» Task: Write out, word for word, only the lines from the one containing "form: x=221 y=170." through the final line of the data.

» Input for this task:
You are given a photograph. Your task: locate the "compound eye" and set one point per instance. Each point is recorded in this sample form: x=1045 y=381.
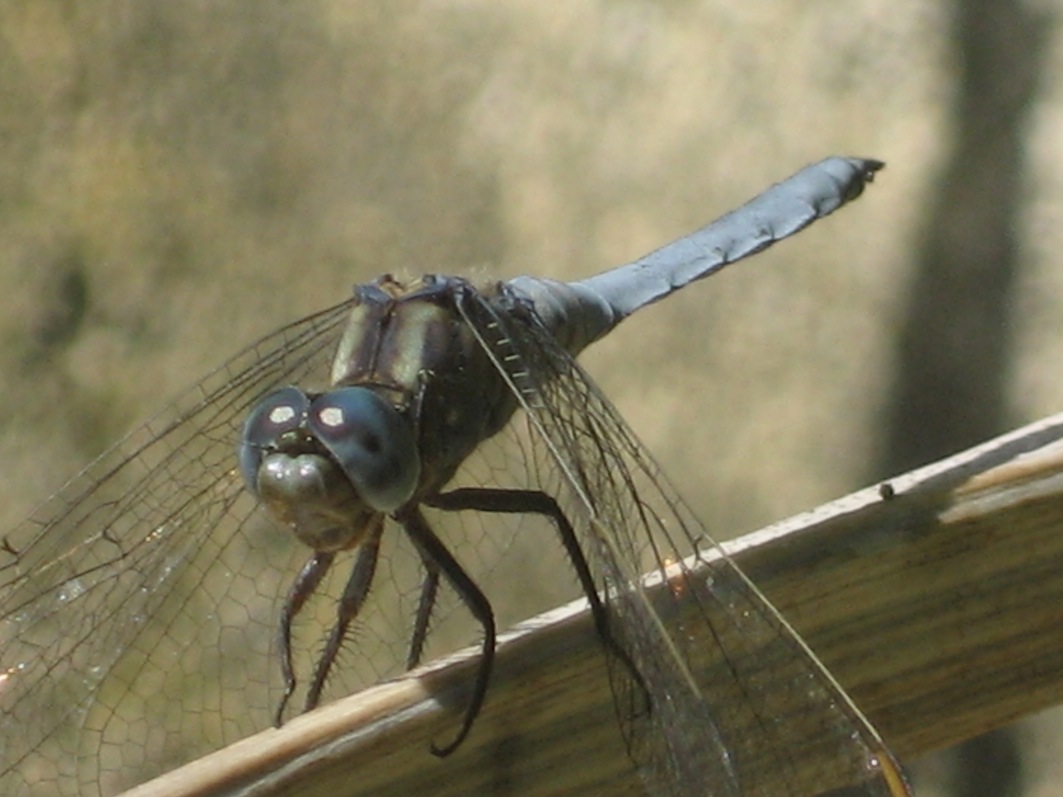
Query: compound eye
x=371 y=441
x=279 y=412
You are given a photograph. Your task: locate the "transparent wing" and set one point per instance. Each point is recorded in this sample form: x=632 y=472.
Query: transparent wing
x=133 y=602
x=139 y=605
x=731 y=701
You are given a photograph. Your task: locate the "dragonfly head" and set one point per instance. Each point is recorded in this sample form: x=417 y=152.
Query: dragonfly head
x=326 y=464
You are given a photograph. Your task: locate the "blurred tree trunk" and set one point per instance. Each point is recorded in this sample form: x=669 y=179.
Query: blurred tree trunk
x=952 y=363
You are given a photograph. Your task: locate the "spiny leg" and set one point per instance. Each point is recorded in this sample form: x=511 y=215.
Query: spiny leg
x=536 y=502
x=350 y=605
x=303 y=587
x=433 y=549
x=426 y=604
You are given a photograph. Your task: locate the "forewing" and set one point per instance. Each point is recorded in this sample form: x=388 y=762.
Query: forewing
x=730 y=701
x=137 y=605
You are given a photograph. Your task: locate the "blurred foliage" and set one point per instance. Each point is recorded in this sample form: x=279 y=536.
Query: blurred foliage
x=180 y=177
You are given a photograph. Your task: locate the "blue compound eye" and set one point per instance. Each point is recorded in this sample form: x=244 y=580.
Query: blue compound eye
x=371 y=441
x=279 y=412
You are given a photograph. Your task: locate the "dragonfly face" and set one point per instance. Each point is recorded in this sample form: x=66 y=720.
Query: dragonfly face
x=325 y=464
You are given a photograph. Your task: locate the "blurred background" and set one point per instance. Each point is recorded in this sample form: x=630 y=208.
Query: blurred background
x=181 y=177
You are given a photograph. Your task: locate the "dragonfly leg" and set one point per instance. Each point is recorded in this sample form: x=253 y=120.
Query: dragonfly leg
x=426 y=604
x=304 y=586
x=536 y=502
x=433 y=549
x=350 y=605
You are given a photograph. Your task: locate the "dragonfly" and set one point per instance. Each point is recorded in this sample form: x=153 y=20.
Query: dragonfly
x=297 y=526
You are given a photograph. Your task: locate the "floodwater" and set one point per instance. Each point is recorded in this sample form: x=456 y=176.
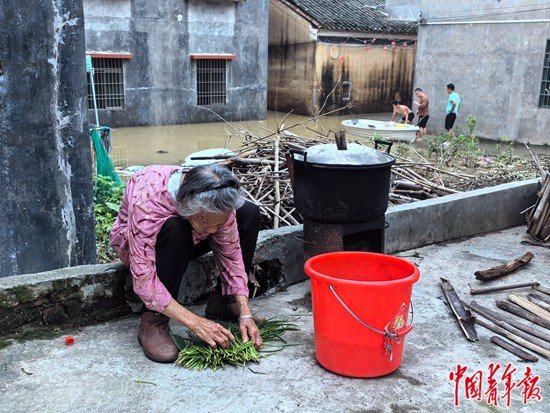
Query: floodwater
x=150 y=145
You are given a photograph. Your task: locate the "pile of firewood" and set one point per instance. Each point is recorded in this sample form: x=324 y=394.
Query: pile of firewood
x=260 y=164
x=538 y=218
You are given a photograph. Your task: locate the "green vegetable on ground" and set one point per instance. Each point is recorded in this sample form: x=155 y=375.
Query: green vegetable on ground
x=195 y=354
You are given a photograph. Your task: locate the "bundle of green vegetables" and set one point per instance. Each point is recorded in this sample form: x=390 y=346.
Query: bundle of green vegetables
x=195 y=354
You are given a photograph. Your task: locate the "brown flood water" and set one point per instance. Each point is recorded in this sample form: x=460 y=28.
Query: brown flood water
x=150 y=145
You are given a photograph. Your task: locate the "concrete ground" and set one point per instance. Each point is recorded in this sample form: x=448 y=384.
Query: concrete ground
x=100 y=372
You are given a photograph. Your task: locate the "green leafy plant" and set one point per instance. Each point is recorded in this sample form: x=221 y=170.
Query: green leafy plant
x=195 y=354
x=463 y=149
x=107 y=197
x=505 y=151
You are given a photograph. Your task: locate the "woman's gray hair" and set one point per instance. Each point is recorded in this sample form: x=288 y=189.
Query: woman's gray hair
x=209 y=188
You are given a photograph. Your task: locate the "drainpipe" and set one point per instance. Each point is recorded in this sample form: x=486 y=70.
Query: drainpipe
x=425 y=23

» Result for this task:
You are given a photograph. Your task: locate the "green leafy plant" and set one point per instance. Each point is recorded in this sample form: x=221 y=170.
Query: green leafy plant
x=195 y=354
x=463 y=149
x=107 y=197
x=505 y=151
You are given a photograph. Your task: locate the "woman's gray hair" and set one point per instance. Each point is recorded in this sample form: x=288 y=189.
Query: woman's gray hair
x=209 y=188
You are given a photograph. Your task: locate the "drainpipe" and set one point per instance. Each point is recorded in this sample form: x=486 y=70.
Query: drainpipe
x=425 y=23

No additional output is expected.